PROBLEM TO SOLVE>
Copy each of the entries below, swapping "neighboring house" for "nearby building" and leaving everything else unchanged.

INPUT FOR THIS TASK>

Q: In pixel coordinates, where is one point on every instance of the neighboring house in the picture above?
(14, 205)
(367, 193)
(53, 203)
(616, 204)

FINAL ANSWER>
Q: In pixel coordinates, where is one point on every instance of the nearby building in the picture above?
(14, 205)
(367, 193)
(53, 203)
(616, 204)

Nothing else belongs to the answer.